*TASKS AND EXERCISES*.
(a) The passage on solidarity economics names results expected from social-oriented public-private economic policies. List each result it gives.
(b) Carry on the passage on solidarity economics from its last sentence.

The Solidarity Economics is a new paradigm wherein entrepreneurship on social networks has been barely studied1. Being influenced by theoretical extreme perspectives born in the 1990s suggesting solidarity economics as an alternative to capitalism (Razeto, 2002; Mance, 1999), mainly for Latin American countries, in this work Solidarity Economics and Social Entrepreneurship are socio-economic paradigms compatible with capitalism, as solidarity and capitalism are complementary. Economic poverty is so strong in developing countries that it must be fought with a combination of social-oriented public-private economic policies, close with Solidarity Economics and Social Entrepreneurship. As a result, wealth and jobs will be created, while improving both businesses and all kind of public infrastructures.

One of the keys to fight poverty is to foster entrepreneurial education. Educated societies find new opportunities for development while avoiding political populism. Education permits societies to think and behave in liberty while creating wealth. Teaching others to achieve higher literacy rates is a need for a society to internalize and understand development measures being carried out, either from the public administration and/or from the private sector. Therefore, an illiterate society is doomed to remain in ignorance and poverty in the long term.

*RECORD EXTRACTS*.

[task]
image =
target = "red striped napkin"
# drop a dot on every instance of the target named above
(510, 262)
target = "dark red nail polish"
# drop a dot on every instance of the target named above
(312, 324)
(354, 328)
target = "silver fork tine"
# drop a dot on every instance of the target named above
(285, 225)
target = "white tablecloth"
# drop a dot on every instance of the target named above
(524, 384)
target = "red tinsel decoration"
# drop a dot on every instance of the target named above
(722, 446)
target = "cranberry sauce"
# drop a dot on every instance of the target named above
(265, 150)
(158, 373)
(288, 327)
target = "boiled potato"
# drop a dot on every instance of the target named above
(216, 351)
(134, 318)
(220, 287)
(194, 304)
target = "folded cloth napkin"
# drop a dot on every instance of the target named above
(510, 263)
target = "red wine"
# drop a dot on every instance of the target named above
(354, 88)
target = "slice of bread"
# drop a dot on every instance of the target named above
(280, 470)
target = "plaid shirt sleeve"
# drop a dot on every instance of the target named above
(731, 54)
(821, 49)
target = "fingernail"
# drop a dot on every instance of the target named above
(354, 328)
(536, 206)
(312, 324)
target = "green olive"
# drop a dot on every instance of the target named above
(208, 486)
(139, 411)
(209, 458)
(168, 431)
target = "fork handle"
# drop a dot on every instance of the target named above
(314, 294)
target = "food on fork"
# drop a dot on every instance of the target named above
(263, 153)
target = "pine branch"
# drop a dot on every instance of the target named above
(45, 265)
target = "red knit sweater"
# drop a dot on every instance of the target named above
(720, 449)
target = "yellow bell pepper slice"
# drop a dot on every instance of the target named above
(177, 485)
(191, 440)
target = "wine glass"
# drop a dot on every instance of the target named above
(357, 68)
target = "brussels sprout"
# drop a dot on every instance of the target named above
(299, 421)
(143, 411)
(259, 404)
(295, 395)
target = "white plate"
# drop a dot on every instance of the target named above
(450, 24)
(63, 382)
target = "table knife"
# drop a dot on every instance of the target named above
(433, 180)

*EXERCISE RESPONSES*.
(a)
- Wealth will be created.
- Jobs will be created.
- Businesses will improve.
- All kinds of public infrastructure will improve.

(b)
A second key to reduce poverty is through the Official Financial Aid (hereinafter, ODA) donated by rich countries. As the European Union (hereinafter, EU) is the largest donor in the world, it is included and studied in the chapter. But financial aid is insufficient and ineffective unless it will be accompanied by an appropriate educational policy in the recipient country of aid. Moreover, and unfortunately in many cases, when financial aid is transferred without monitoring it, this practice generates corruption carried out by aid recipients, so financial aid does not reach its final destination or, if it does, its impact is very small as the amount reaching this final destination is very low.

A third key to fight indigence is impulsing private solidarity, both in the Church and in the civil society through NGOs. The third sector is becoming increasingly important in the world, as solidarity is permeating society, especially in developing countries, where they generally suffer from a lack of productive resources. In this sense, NGOs are complementing the traditional helping activity carried out by the Church in developing countries. These joint forces, coupled with public and international organizations, can lead to a substantial medium-term improvement of the living conditions in the target population.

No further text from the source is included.